**从一个集合中提取的数据**
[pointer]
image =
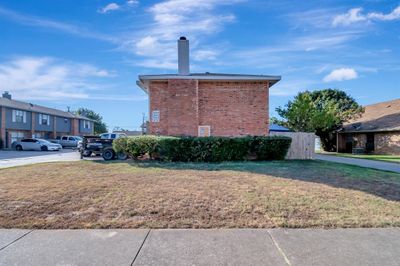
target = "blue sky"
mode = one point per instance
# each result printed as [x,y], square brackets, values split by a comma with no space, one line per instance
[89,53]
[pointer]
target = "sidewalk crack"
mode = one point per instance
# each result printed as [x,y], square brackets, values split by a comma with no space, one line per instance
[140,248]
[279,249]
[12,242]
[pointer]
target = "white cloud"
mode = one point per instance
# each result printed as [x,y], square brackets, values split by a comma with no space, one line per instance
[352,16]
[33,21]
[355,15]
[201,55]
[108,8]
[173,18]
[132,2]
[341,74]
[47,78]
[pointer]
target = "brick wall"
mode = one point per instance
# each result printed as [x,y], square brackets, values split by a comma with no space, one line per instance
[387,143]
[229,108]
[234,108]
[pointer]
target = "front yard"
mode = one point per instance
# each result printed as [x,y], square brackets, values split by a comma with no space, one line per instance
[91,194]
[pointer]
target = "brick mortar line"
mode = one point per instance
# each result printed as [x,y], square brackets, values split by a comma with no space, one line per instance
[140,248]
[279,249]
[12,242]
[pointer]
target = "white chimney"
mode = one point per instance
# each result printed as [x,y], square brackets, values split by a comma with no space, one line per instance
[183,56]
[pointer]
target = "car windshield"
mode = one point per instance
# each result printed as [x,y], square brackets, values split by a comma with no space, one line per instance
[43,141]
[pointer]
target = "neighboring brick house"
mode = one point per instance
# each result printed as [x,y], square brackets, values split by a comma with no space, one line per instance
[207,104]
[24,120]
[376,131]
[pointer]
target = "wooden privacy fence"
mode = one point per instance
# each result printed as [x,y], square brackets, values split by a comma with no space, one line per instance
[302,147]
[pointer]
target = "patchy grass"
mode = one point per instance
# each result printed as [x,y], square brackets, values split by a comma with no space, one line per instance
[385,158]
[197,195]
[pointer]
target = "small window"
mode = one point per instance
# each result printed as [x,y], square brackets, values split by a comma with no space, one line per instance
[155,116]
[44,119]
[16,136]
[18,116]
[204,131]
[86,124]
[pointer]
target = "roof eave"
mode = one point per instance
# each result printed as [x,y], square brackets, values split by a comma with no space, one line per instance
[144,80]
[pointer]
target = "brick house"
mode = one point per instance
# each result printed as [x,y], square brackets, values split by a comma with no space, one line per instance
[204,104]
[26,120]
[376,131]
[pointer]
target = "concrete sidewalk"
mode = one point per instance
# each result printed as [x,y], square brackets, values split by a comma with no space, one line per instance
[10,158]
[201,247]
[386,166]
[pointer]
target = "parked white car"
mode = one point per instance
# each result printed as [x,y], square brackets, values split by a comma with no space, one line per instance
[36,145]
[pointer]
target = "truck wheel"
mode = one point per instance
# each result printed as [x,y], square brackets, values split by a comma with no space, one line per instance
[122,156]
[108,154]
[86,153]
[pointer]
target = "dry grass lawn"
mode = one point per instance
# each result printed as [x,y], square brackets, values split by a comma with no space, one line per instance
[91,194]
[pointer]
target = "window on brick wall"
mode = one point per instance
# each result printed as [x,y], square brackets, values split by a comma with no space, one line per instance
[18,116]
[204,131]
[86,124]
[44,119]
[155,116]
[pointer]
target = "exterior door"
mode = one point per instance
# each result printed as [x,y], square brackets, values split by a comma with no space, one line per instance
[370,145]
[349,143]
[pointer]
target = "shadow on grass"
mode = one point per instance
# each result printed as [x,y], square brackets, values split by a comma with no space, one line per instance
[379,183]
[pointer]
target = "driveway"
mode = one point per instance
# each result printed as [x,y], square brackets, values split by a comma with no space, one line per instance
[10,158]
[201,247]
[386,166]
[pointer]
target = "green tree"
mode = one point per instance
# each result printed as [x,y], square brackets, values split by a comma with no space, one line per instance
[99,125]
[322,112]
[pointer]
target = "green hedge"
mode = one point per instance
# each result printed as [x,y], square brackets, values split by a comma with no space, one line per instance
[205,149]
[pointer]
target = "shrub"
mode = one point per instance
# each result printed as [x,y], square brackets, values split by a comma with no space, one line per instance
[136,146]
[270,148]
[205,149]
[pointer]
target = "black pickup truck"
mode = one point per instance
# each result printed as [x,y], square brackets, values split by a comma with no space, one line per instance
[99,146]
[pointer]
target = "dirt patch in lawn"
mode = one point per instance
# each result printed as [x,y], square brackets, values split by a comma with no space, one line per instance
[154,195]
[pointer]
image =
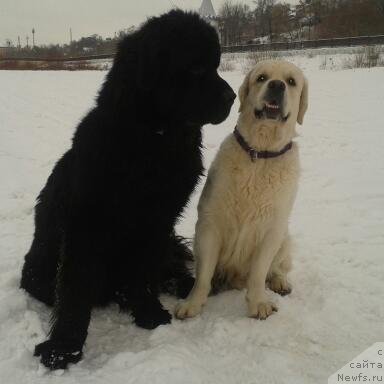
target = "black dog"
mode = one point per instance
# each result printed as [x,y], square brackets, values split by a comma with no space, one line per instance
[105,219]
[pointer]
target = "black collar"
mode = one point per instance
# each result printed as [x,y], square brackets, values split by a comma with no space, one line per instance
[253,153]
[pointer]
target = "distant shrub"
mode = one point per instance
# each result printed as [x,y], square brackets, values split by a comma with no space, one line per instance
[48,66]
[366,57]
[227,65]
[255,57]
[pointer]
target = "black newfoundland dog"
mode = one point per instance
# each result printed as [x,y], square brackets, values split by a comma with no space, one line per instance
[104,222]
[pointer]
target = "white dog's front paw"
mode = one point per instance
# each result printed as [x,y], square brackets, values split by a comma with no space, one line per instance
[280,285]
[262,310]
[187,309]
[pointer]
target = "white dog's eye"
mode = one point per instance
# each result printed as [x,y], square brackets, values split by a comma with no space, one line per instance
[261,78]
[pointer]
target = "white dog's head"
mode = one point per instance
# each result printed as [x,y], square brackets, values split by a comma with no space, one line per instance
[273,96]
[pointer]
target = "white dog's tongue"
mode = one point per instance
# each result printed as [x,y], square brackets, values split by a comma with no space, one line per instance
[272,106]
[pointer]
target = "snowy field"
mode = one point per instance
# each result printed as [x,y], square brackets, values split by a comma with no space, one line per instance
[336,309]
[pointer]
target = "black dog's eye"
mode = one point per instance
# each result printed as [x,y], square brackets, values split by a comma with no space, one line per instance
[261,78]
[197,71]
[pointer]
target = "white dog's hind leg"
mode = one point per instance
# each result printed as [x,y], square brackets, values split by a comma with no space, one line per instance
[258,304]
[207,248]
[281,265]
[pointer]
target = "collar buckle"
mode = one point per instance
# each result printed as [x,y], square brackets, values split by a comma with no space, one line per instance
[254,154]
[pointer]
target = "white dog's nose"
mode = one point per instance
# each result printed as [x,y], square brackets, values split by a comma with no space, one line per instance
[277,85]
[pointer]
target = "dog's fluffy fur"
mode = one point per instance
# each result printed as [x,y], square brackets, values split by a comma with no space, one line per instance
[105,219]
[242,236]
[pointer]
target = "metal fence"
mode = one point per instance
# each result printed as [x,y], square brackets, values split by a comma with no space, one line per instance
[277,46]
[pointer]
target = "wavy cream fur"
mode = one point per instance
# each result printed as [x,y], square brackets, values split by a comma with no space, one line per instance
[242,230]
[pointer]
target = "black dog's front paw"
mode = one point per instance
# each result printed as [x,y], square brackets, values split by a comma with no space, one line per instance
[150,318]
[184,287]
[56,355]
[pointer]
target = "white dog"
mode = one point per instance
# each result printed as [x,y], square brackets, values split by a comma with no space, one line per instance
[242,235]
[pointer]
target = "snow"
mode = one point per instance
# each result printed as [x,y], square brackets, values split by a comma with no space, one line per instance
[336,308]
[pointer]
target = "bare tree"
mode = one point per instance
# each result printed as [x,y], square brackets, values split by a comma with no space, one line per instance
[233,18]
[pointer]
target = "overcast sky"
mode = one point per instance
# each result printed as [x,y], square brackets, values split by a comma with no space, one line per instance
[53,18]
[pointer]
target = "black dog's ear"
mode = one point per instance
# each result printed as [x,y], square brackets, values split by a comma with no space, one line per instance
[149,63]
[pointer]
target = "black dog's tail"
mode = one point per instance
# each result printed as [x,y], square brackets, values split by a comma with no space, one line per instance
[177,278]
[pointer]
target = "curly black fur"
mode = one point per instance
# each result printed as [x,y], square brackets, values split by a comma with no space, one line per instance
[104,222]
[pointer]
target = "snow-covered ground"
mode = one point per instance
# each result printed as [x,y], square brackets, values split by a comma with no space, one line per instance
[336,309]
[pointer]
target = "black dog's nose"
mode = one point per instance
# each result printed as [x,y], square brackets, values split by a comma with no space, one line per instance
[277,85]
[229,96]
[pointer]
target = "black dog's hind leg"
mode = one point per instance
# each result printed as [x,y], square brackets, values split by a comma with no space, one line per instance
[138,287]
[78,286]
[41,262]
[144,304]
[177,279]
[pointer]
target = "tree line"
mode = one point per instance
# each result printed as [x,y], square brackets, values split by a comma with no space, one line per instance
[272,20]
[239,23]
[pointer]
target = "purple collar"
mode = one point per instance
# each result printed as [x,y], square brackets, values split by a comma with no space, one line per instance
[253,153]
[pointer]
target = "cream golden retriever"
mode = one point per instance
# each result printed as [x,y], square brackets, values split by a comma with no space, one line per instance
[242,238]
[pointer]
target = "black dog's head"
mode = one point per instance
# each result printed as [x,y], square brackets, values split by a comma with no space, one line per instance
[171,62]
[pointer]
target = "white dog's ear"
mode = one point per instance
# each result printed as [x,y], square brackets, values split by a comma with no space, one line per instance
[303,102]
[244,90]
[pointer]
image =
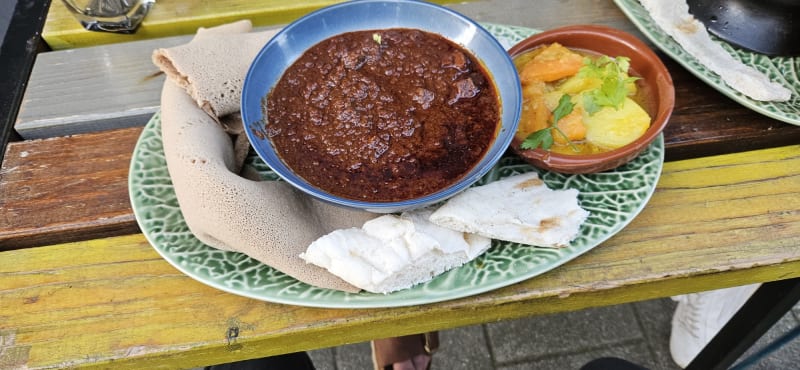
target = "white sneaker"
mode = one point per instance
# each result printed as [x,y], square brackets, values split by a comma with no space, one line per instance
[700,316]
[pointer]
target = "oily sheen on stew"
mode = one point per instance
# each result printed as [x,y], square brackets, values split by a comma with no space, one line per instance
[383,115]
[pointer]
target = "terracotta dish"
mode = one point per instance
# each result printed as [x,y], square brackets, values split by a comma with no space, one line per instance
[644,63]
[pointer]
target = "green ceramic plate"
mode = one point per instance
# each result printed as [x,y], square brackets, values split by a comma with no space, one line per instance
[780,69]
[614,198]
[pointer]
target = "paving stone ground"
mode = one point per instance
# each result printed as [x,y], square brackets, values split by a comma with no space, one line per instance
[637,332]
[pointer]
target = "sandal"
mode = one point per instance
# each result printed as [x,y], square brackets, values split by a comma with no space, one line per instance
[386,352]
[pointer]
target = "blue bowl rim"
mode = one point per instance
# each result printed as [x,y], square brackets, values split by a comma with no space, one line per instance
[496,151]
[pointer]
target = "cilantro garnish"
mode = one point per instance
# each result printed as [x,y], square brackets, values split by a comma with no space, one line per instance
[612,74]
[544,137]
* * *
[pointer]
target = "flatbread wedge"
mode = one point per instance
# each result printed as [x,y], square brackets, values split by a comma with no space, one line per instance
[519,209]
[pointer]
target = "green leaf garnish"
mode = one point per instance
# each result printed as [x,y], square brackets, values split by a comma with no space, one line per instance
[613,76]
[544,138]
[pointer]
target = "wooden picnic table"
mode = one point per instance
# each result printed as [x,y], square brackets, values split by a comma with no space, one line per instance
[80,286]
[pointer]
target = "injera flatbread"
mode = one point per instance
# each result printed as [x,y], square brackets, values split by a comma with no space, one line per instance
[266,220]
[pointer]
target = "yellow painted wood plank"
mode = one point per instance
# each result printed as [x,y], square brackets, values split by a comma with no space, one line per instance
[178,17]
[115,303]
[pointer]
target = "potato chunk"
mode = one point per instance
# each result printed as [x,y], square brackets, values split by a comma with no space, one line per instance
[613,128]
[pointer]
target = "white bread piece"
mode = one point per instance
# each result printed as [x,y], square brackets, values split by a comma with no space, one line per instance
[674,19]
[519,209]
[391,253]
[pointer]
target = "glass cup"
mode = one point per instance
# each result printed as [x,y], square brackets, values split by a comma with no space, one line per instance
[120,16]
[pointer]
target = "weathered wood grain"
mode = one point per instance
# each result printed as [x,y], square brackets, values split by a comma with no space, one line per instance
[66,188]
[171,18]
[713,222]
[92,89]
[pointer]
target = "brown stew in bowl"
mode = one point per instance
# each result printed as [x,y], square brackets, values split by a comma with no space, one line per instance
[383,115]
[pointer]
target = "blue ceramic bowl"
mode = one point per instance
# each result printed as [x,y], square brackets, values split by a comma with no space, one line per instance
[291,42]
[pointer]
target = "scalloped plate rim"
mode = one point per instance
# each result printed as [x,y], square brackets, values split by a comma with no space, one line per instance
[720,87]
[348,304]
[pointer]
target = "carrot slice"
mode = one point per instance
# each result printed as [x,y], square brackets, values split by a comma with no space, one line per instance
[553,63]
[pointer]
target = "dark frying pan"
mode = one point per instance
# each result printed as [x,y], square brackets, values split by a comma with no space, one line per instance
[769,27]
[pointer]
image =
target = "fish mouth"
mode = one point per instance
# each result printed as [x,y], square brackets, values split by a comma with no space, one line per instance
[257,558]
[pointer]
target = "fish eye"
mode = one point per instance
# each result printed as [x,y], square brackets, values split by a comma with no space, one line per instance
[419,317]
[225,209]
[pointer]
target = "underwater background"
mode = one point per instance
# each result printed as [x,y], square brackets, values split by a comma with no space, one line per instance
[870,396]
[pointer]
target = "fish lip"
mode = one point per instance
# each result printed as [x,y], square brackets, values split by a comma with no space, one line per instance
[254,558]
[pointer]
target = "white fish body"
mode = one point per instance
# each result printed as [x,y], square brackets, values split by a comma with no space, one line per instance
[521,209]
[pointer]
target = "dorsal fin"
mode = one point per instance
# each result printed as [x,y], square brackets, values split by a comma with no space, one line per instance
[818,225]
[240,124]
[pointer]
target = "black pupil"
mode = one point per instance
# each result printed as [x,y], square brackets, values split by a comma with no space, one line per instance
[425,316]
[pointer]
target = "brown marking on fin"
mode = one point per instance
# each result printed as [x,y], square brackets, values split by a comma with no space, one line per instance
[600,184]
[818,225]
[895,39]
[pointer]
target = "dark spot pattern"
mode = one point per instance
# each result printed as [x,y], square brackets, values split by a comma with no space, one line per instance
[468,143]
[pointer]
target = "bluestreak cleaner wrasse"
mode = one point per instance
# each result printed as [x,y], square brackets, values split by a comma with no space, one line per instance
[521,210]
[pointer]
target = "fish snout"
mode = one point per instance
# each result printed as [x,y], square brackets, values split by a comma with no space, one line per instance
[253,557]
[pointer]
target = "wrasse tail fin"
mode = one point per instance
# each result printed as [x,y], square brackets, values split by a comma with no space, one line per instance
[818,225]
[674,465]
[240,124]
==
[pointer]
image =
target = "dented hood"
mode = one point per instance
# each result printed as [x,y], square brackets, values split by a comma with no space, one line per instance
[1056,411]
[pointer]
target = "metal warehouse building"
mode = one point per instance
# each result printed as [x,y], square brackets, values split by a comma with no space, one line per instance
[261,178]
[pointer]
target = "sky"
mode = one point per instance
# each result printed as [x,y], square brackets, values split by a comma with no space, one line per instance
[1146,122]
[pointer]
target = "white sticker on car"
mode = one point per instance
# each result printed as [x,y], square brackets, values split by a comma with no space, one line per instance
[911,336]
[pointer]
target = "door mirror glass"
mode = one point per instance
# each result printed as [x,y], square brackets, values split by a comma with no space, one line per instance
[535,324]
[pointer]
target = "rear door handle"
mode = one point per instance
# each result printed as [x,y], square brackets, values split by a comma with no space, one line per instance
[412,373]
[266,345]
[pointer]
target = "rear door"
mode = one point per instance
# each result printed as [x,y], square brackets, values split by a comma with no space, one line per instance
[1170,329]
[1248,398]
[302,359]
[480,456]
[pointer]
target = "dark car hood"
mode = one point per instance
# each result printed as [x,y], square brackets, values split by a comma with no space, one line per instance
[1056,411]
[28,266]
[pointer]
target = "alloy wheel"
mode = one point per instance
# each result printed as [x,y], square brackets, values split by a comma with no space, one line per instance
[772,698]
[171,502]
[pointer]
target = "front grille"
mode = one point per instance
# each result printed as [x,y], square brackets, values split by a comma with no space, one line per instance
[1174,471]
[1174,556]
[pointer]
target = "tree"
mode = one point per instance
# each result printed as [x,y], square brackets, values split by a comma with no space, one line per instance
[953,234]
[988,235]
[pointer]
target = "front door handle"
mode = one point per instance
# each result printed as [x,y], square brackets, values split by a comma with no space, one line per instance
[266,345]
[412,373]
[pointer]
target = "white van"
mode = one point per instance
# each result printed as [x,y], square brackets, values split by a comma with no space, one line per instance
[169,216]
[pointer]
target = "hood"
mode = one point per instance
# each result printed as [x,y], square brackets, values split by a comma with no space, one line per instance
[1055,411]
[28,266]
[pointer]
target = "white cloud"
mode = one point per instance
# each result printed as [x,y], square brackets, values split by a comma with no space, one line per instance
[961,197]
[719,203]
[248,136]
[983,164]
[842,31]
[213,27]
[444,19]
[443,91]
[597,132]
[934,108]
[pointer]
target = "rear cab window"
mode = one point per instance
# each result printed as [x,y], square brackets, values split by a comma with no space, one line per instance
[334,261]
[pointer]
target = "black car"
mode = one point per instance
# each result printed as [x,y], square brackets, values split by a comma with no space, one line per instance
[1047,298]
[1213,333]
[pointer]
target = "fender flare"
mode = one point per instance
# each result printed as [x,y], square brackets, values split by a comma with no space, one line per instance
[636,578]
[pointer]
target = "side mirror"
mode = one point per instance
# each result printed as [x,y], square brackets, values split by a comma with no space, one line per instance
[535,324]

**待完成任务**
找出上面条目中所有含有单词“rear”的行，并把这些行逐一抄写出来。

**已完成练习**
target = "rear door handle"
target = "rear door"
target = "rear cab window"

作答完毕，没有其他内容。